--- Task input Enclosed Below ---
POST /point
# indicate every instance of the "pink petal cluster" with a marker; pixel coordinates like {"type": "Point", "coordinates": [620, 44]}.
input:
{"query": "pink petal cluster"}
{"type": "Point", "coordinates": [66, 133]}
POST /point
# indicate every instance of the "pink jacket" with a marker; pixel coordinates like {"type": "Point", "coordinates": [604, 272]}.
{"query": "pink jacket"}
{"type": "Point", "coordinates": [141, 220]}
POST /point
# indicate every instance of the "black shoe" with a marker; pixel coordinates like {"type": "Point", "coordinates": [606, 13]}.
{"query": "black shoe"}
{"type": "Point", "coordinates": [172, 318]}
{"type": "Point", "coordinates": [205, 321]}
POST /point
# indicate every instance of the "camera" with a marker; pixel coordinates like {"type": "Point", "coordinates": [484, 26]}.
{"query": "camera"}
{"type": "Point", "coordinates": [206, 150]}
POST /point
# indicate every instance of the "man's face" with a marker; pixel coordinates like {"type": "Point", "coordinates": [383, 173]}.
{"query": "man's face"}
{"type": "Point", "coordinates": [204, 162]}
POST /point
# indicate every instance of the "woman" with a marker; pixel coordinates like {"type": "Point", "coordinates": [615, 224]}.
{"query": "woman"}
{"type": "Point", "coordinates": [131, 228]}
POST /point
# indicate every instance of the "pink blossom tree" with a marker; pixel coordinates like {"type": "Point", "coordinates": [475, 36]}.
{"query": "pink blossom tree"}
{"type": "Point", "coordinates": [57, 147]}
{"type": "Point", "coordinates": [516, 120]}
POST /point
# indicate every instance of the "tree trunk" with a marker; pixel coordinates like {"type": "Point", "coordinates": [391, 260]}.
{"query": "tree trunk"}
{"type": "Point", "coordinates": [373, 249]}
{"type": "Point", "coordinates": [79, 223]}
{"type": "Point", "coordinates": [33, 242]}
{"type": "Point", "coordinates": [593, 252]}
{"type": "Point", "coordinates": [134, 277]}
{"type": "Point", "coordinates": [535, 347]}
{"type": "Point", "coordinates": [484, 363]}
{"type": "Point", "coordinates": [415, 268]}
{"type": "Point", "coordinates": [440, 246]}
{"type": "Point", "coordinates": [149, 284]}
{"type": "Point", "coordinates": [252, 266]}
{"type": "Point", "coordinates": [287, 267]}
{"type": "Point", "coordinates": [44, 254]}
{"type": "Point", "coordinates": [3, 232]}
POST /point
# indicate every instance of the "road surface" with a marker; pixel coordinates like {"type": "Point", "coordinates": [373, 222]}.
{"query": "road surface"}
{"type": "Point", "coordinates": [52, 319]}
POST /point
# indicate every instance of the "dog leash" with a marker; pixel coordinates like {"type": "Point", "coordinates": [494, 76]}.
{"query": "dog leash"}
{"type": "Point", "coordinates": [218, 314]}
--- End of Enclosed Task input ---
--- Task input Enclosed Below ---
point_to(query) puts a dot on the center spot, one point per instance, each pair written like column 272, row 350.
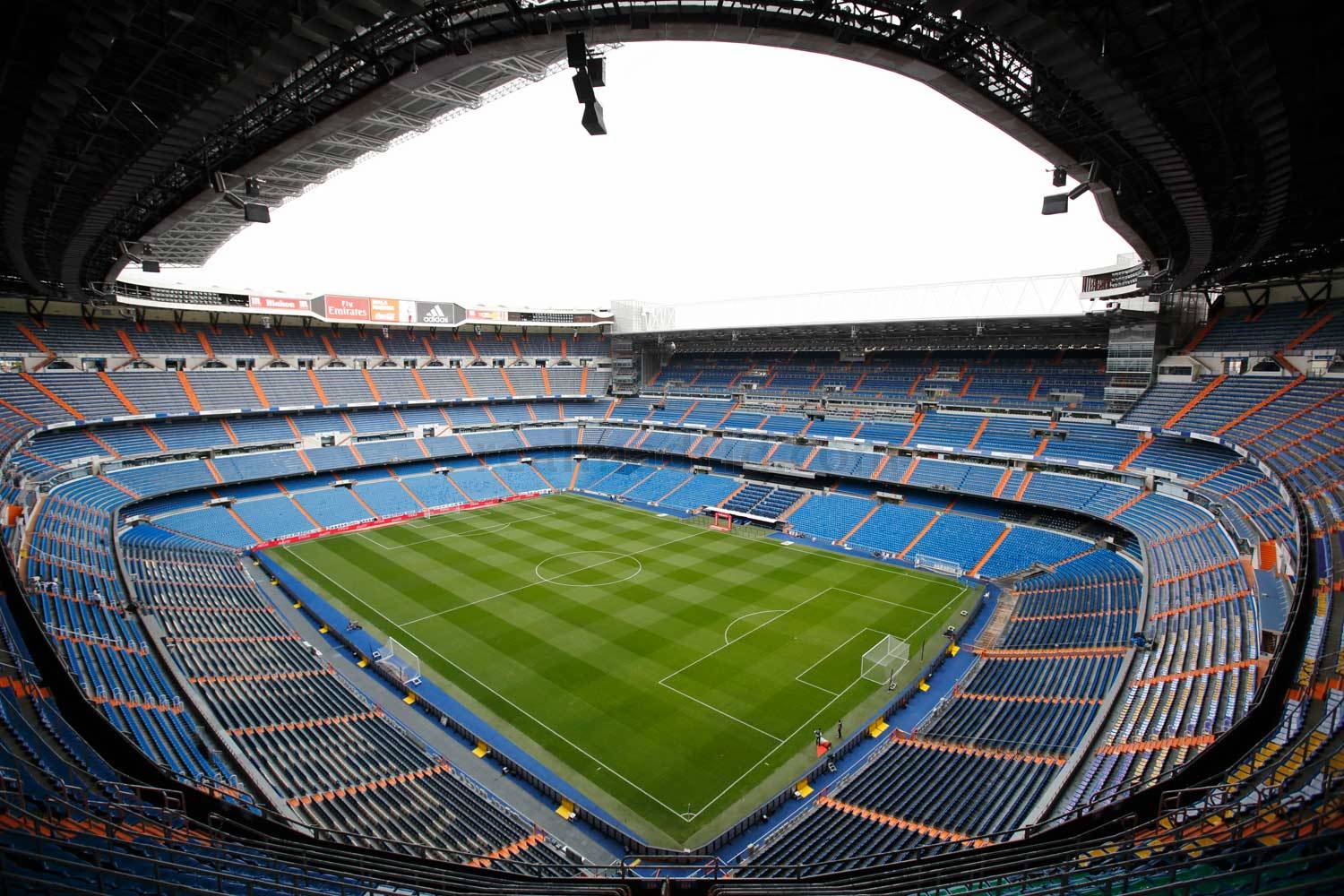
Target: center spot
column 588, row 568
--- End of Enclosed Task input ---
--- Task input Enclosed Below ---
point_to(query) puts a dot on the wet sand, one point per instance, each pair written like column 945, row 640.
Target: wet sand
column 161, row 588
--- End of Enclosed Task input ---
The problem> Pick every line of the data that includes the string "pair".

Task output>
point_to(query) puts a dot on the center spot, one point per instance, each pair written like column 272, row 350.
point_to(query) puts a dot on the wet sand, one point per instance, each pair written like column 945, row 640.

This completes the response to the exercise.